### Exercise details
Omit all pictures. Copy the rest of the material exactly.

### Records provided
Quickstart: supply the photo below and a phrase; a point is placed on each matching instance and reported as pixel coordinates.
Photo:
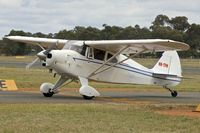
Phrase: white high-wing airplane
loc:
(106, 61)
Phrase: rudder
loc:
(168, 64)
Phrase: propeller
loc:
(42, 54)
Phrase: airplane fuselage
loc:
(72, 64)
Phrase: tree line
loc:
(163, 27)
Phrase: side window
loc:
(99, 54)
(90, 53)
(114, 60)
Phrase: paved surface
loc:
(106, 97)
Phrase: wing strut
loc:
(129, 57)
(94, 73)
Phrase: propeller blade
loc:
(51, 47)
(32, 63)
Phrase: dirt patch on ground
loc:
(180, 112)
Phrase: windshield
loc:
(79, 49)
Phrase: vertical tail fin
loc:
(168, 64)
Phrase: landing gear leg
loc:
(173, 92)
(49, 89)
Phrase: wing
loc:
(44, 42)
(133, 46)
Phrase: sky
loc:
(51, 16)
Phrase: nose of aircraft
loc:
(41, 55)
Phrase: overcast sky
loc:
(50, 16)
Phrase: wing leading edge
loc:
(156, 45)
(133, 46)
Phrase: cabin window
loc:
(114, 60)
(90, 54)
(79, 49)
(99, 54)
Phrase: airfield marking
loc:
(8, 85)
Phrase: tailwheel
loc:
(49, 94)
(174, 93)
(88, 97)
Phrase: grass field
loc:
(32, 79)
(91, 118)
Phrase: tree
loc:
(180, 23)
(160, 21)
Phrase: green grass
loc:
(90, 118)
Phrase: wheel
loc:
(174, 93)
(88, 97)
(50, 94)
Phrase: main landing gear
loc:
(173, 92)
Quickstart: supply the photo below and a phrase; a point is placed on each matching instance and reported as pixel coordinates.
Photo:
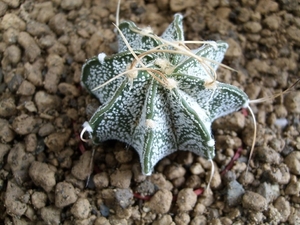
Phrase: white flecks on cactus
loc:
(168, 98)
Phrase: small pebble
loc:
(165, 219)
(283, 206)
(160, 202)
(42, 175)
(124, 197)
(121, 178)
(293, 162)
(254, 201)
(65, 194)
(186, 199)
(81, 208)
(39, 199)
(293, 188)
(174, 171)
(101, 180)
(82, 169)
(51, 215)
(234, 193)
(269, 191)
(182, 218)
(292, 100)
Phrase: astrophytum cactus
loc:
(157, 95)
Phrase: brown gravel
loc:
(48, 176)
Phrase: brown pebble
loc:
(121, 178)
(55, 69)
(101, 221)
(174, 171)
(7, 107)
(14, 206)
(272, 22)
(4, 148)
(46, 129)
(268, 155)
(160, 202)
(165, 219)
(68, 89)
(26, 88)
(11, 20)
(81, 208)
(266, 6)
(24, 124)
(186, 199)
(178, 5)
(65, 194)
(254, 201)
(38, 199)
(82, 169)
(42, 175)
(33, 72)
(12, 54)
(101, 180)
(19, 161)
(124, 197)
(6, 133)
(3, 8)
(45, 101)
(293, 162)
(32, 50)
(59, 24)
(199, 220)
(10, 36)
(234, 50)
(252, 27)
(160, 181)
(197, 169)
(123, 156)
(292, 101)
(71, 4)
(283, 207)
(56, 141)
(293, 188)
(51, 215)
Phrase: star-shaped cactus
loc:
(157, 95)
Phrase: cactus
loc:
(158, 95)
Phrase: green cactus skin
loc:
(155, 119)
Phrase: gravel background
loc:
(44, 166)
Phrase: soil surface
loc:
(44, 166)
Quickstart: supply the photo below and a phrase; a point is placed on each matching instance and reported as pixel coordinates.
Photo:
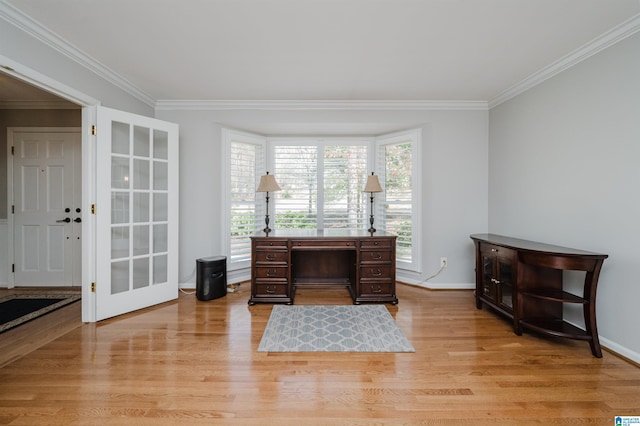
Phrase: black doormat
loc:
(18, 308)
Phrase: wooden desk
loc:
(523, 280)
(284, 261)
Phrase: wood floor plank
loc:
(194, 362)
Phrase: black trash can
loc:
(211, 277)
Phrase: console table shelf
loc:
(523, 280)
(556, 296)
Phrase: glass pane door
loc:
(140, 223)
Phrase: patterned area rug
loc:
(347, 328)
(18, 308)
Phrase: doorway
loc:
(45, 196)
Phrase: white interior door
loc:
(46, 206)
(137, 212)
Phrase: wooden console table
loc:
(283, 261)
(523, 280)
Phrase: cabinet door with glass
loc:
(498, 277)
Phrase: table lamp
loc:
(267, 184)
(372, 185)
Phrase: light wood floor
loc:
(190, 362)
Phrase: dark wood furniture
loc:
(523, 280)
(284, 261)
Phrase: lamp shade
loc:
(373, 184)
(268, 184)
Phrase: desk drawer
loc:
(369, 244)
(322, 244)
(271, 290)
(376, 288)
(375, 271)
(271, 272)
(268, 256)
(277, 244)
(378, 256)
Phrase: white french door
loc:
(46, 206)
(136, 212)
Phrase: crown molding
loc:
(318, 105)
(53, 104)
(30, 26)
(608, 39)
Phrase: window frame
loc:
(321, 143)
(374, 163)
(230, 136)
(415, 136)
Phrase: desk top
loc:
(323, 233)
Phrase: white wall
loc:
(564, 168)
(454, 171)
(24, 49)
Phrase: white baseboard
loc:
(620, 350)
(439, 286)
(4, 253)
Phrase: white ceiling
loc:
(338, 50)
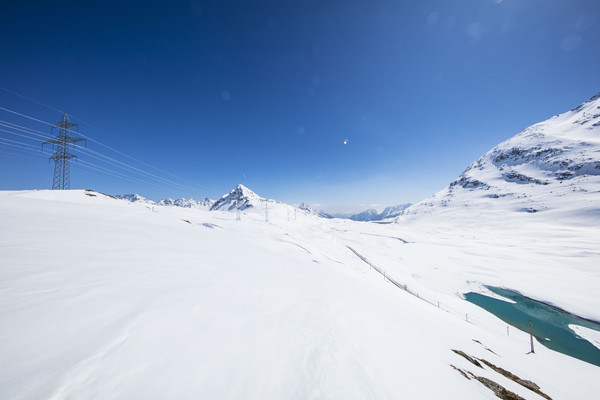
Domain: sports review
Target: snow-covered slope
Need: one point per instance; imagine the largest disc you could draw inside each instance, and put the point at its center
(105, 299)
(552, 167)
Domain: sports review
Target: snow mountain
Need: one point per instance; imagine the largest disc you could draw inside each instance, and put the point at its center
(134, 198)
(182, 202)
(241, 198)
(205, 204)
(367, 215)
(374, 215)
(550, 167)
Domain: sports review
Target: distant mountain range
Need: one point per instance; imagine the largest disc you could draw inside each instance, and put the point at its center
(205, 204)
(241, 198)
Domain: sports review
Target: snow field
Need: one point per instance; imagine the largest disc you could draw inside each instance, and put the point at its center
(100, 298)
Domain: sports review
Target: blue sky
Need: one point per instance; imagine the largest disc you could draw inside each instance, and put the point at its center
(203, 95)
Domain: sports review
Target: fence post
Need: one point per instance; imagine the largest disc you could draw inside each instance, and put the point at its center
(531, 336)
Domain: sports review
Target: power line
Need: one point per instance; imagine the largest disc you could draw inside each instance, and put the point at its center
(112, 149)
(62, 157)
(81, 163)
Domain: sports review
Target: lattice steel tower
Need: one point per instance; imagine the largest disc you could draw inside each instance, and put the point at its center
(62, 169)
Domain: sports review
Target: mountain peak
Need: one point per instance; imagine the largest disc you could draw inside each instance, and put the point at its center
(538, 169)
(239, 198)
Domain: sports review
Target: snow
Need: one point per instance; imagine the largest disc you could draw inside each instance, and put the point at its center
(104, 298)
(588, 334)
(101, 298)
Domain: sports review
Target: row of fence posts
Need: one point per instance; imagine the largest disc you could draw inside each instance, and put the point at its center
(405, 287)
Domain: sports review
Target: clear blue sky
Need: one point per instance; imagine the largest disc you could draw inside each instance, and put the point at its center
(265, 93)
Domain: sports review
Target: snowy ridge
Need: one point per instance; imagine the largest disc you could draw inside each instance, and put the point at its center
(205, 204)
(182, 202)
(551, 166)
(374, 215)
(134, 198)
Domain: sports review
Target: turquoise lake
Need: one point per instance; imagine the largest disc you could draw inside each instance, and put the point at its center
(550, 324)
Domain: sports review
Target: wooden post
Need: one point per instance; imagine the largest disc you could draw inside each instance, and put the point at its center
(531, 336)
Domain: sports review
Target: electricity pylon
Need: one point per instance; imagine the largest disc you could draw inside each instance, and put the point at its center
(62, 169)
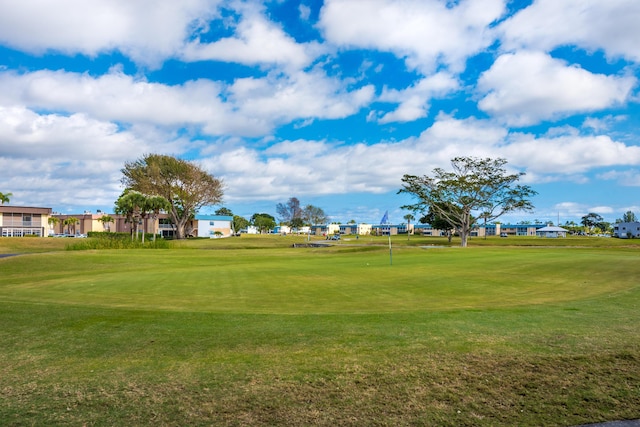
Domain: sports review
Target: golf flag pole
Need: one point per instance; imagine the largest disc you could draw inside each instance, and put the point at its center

### Answer to the task
Quickstart: supply the photo below and a phrase; a point is placed on each matching instance and reported as pixel coordinates.
Photo:
Phrase: white high-wing airplane
loc:
(106, 61)
Phrase: rudder
loc:
(168, 64)
Phrase: propeller
loc:
(42, 54)
Phrase: airplane fuselage
loc:
(72, 64)
Phrase: tree line
loc:
(163, 27)
Phrase: side window
loc:
(99, 54)
(90, 53)
(114, 60)
Phrase: paved surface
loc:
(106, 97)
Phrase: wing strut
loc:
(129, 57)
(94, 73)
Phrase: propeller blade
loc:
(51, 47)
(32, 63)
Phrase: dirt patch on ground
loc:
(180, 112)
Phrase: windshield
loc:
(79, 49)
Phrase: vertical tail fin
loc:
(168, 64)
Phrase: landing gear leg
loc:
(173, 92)
(49, 89)
Phrase: wing
loc:
(44, 42)
(133, 46)
Phrase: sky
loc:
(51, 16)
Phrase: nose of aircraft
loc:
(41, 55)
Phrase: overcast sky
loc:
(50, 16)
Phrase: wing leading edge
loc:
(156, 45)
(133, 46)
Phrase: cabin window
loc:
(114, 60)
(90, 54)
(79, 49)
(99, 54)
Phrase: airfield marking
loc:
(8, 85)
Phrase: tailwheel
loc:
(49, 94)
(174, 93)
(88, 97)
Phrase: grass field
loc:
(32, 79)
(91, 118)
Phrase: tree
loc:
(180, 23)
(160, 21)
Phrase: green grass
loc:
(90, 118)
Phrase: wheel
loc:
(174, 93)
(88, 97)
(50, 94)
Phrase: main landing gear
loc:
(173, 92)
Quickstart: supply the photo below and a phrase; a point is placed on each matching instance and reported as pixel coordinates.
Photo:
Phrase: white flecks on cactus
loc:
(168, 98)
Phrase: small pebble
loc:
(165, 219)
(283, 206)
(160, 202)
(42, 175)
(124, 197)
(121, 178)
(293, 162)
(254, 201)
(65, 194)
(186, 199)
(81, 208)
(39, 199)
(293, 188)
(174, 171)
(101, 180)
(82, 169)
(51, 215)
(234, 193)
(269, 191)
(182, 218)
(292, 100)
Phrase: astrophytum cactus
loc:
(157, 95)
Phrase: brown gravel
loc:
(48, 176)
Phrase: brown pebble
loc:
(121, 178)
(55, 69)
(101, 221)
(174, 171)
(7, 107)
(14, 206)
(272, 22)
(4, 148)
(46, 129)
(268, 155)
(160, 202)
(165, 219)
(68, 89)
(26, 88)
(11, 20)
(81, 208)
(266, 6)
(24, 124)
(186, 199)
(178, 5)
(65, 194)
(254, 201)
(38, 199)
(82, 169)
(42, 175)
(33, 72)
(12, 54)
(101, 180)
(19, 161)
(124, 197)
(6, 133)
(3, 8)
(45, 101)
(293, 162)
(32, 50)
(59, 24)
(199, 220)
(10, 36)
(234, 50)
(252, 27)
(160, 181)
(197, 169)
(123, 156)
(292, 101)
(71, 4)
(283, 207)
(56, 141)
(293, 188)
(51, 215)
Phrase: star-shaped cactus
loc:
(157, 95)
Phrase: cactus
loc:
(158, 95)
Phrase: green cactus skin
loc:
(155, 119)
Phrase: gravel background
loc:
(44, 166)
Phrase: soil surface
loc:
(44, 166)
Quickstart: supply the photo below and a phrase; a point is placed on each matching instance and reported as pixel coordinates.
Photo:
Phrase: black doormat
loc:
(18, 308)
Phrase: wooden desk
loc:
(523, 280)
(284, 261)
Phrase: wood floor plank
loc:
(194, 362)
Phrase: black trash can
loc:
(211, 277)
Phrase: console table shelf
loc:
(523, 280)
(556, 296)
Phrase: glass pane door
loc:
(140, 223)
Phrase: patterned area rug
loc:
(347, 328)
(18, 308)
Phrase: doorway
loc:
(45, 196)
Phrase: white interior door
loc:
(46, 206)
(137, 212)
Phrase: wooden console table
loc:
(283, 261)
(523, 280)
Phrase: cabinet door with glass
loc:
(498, 277)
Phrase: table lamp
loc:
(267, 184)
(372, 185)
Phrase: light wood floor
loc:
(190, 362)
Phrase: dark wood furniture
loc:
(523, 280)
(284, 261)
Phrase: lamp shade
loc:
(373, 184)
(268, 184)
Phrase: desk drawer
loc:
(369, 244)
(322, 244)
(271, 290)
(376, 288)
(375, 271)
(271, 272)
(268, 256)
(277, 244)
(378, 256)
Phrase: white french door
loc:
(46, 206)
(136, 212)
Phrase: crown molding
loc:
(318, 105)
(53, 104)
(30, 26)
(608, 39)
Phrase: window frame
loc:
(321, 143)
(374, 163)
(230, 136)
(415, 136)
Phrase: desk top
loc:
(323, 233)
Phrase: white wall
loc:
(564, 168)
(454, 171)
(24, 49)
Phrase: white baseboard
loc:
(620, 350)
(439, 286)
(4, 253)
Phrase: white ceiling
loc:
(338, 50)
Domain: sports review
Target: snow-covered slope
Need: one point per instance; imagine the largest disc you could draw inside each instance, and put the point at its center
(105, 299)
(552, 167)
Domain: sports review
Target: snow mountain
Need: one point per instance; imagine the largest disc you could draw inside each instance, and put the point at its center
(134, 198)
(182, 202)
(241, 198)
(205, 204)
(367, 215)
(374, 215)
(550, 167)
Domain: sports review
Target: distant mountain range
Need: one point per instance; imagine the largest disc you could draw inside each instance, and put the point at its center
(205, 204)
(241, 198)
Domain: sports review
Target: snow field
Need: one point per instance; imagine the largest disc you could draw inside each instance, and put the point at its center
(100, 298)
Domain: sports review
Target: blue sky
Need: one point per instance; imagine the largest disc you could draw inside each instance, and put the point at its center
(203, 95)
Domain: sports review
Target: fence post
Need: one point per instance; imagine the largest disc you could draw inside each instance, and put the point at its center
(531, 336)
Domain: sports review
Target: power line
Need: one point per instance; imagine the largest disc you could draw inside each instance, and put the point at its center
(112, 149)
(62, 157)
(81, 163)
Domain: sports review
Target: lattice steel tower
Need: one point per instance; imagine the largest disc you could draw inside each instance, and put the point at its center
(62, 169)
Domain: sports review
Target: mountain peak
Need: one point per instance; imagine the largest disc you could draw inside each instance, and put the point at its center
(538, 169)
(239, 198)
Domain: sports review
Target: snow
Need: one point per instance; imagine the largest disc you could draw inside each instance, and put the point at its center
(104, 298)
(588, 334)
(101, 298)
Domain: sports review
Target: row of fence posts
Need: one point per instance; imagine the largest disc you could draw inside each instance, and put the point at its center
(405, 287)
Domain: sports review
Target: clear blue sky
Need: one point per instance; imagine the largest disc you could draw inside each instance, and put the point at its center
(265, 93)
Domain: sports review
Target: snowy ridge
Need: one point per instance; imagine the largest disc you could draw inside each instance, and put the point at its center
(205, 204)
(182, 202)
(551, 166)
(374, 215)
(134, 198)
Domain: sports review
Target: turquoise lake
Need: one point per instance; imagine the largest disc you could draw inside each instance, and put the point at its center
(550, 324)
Domain: sports review
Target: wooden post
Need: one point per instance; imagine the largest disc you could draw inside each instance, and put the point at its center
(531, 336)
Domain: sports review
Target: electricity pylon
Need: one point per instance; imagine the largest disc you could draw inside each instance, and put the point at its center
(62, 169)
Domain: sports review
Target: golf flag pole
Need: one point per instance; imagine the largest disc you could draw inside each instance, and put the point at its center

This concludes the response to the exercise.